Actions to take
(1) Answer these questions from the Instacart strike text:
(a) How many more workers did Instacart say it saw on its platform compared to the same time last week?
(b) How many Los Angeles-based rideshare drivers took part in the one-day strike?
(c) What does Rideshare Drivers United advocate for?
(2) Write a continuation of the Instacart strike text, picking up after its last sentence.

Excerpted text
■ ■ ■

Further, workers facing unemployment in other sectors have turned to food-delivery apps for work to pay their bills, giving the company new ways to meet its labor needs if the job action is long-lasting. Instacart said in a statement on Monday that it saw 40% more workers on the platform compared to the same time last week.

Raising Consumer Attention

The job action among Instacart workers comes a year after a one-day strike of more than 10,000 Los Angeles-based rideshare drivers and nearly 11 months after a worldwide day of rideshare work stoppages on the eve of Uber’s initial public offering.

Those two gig-worker strikes didn’t achieve substantive change at Uber or Lyft, but succeeded in drawing consumer attention to the battle over whether the workers should be considered employees or contractors. The Los Angeles strike also boosted the efforts of Rideshare Drivers United, a group advocating for employment status and eventual unionization for rideshare workers.

■ ■ ■

Given entries
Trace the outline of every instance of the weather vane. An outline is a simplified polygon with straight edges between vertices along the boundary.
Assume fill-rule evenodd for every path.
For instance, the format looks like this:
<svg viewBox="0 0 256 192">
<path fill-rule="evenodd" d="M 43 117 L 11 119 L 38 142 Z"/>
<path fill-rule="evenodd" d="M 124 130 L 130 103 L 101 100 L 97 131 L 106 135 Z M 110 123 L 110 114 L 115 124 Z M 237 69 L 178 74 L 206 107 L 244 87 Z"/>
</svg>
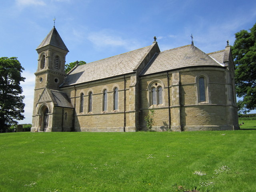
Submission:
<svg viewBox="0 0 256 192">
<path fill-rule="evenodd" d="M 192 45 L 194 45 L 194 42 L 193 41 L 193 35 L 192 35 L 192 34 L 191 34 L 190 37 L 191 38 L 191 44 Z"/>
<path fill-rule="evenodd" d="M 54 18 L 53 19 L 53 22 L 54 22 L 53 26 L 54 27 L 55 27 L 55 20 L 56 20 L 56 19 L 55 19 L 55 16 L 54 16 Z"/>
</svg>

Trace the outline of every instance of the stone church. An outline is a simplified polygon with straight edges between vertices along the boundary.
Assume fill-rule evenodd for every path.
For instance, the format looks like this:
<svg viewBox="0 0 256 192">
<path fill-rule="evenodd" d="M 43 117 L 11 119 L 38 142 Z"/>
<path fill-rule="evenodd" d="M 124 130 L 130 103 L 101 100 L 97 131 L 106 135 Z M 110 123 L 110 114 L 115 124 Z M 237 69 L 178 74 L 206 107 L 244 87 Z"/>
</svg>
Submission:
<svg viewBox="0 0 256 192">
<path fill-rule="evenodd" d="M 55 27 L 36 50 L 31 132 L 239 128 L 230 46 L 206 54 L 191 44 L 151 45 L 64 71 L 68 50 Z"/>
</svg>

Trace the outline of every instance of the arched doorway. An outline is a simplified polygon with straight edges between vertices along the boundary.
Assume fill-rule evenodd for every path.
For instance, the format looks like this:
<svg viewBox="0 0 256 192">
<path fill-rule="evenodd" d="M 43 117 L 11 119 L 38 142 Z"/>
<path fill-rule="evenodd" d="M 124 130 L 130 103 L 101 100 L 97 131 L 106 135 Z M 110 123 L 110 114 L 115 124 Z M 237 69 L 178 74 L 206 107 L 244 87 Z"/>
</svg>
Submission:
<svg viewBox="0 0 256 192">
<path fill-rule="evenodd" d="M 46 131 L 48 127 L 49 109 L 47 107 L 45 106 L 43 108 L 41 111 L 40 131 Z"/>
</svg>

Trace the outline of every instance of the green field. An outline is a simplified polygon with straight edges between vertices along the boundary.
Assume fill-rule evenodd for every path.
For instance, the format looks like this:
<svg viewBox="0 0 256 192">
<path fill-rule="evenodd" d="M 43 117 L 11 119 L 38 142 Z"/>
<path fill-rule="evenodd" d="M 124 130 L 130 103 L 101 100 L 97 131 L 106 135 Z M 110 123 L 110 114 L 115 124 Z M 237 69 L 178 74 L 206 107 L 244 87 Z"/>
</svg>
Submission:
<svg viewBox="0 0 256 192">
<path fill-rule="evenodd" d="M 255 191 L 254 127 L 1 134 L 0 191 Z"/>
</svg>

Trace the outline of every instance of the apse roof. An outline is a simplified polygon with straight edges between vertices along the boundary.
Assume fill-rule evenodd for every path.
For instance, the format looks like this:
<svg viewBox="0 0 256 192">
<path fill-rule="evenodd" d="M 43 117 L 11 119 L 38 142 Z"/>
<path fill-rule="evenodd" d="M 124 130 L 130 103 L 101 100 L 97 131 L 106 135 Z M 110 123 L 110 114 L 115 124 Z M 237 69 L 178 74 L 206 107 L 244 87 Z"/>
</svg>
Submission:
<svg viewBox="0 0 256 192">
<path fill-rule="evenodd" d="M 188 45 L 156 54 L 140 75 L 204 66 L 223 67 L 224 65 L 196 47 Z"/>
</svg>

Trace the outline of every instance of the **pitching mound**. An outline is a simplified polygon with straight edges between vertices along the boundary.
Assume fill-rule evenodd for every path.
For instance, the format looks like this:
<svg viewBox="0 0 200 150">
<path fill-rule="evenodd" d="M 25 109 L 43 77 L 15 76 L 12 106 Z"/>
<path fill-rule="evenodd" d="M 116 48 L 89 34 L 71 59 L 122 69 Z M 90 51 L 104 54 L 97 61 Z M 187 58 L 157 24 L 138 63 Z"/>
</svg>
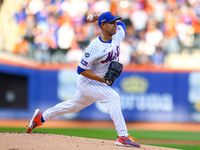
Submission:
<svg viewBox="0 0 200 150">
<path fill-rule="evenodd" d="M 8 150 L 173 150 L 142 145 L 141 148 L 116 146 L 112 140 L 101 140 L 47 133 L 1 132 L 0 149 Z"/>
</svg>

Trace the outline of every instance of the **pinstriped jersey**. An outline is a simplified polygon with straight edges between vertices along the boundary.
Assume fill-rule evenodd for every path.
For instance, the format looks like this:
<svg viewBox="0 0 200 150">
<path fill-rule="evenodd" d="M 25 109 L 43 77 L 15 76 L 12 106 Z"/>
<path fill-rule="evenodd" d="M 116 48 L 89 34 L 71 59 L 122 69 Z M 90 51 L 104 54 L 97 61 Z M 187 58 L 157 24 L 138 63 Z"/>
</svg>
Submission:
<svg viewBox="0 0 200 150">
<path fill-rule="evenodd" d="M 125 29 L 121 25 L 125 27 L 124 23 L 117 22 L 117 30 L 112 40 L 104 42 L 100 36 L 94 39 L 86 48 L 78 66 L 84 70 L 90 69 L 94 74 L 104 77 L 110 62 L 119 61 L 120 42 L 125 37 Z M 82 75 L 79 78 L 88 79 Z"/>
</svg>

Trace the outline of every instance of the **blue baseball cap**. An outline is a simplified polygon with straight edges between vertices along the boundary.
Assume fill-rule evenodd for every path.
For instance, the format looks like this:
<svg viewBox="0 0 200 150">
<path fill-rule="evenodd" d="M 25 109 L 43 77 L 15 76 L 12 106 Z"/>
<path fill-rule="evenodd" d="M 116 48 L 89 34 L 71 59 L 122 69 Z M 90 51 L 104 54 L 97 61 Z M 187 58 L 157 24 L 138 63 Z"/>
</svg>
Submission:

■ ■ ■

List of answers
(1)
(a) 40% more workers.
(b) More than 10,000.
(c) Employment status and eventual unionization for rideshare workers.

(2)
Such protests shine a light on cracks in the economy that haven’t been addressed amid the proliferation of online platforms, said Anastasia Christman, director of the Worker Power Program at the National Employment Law Project.

“It’s an increasing pattern where employers more and more abdicate responsibility for working conditions,” Christman said. “The workers deciding to walk out is the only tool at their disposal to be able to draw attention to the problems. If it’s widespread enough, strikes can work to draw attention to the shortcomings in the workplace.”

Organizers with the Gig Workers Collective have sought to gain a public-relations edge over Instacart through a series of Medium posts, one of which said a worker in the Cambridge, Mass., area received notice that they had worked alongside an infected worker in handling a recent order. “This is the exact worst-case scenario we wrote about when giving reasons for a strike,” the organizers said.

The company on Sunday said it would distribute health and safety supplies for full-service workers and introduced a customer tip default setting to help workers earn higher tips. Workers’ earnings have increased more than 40% in the last month due to the rise in demand, it said, and tips for workers have jumped by 30%.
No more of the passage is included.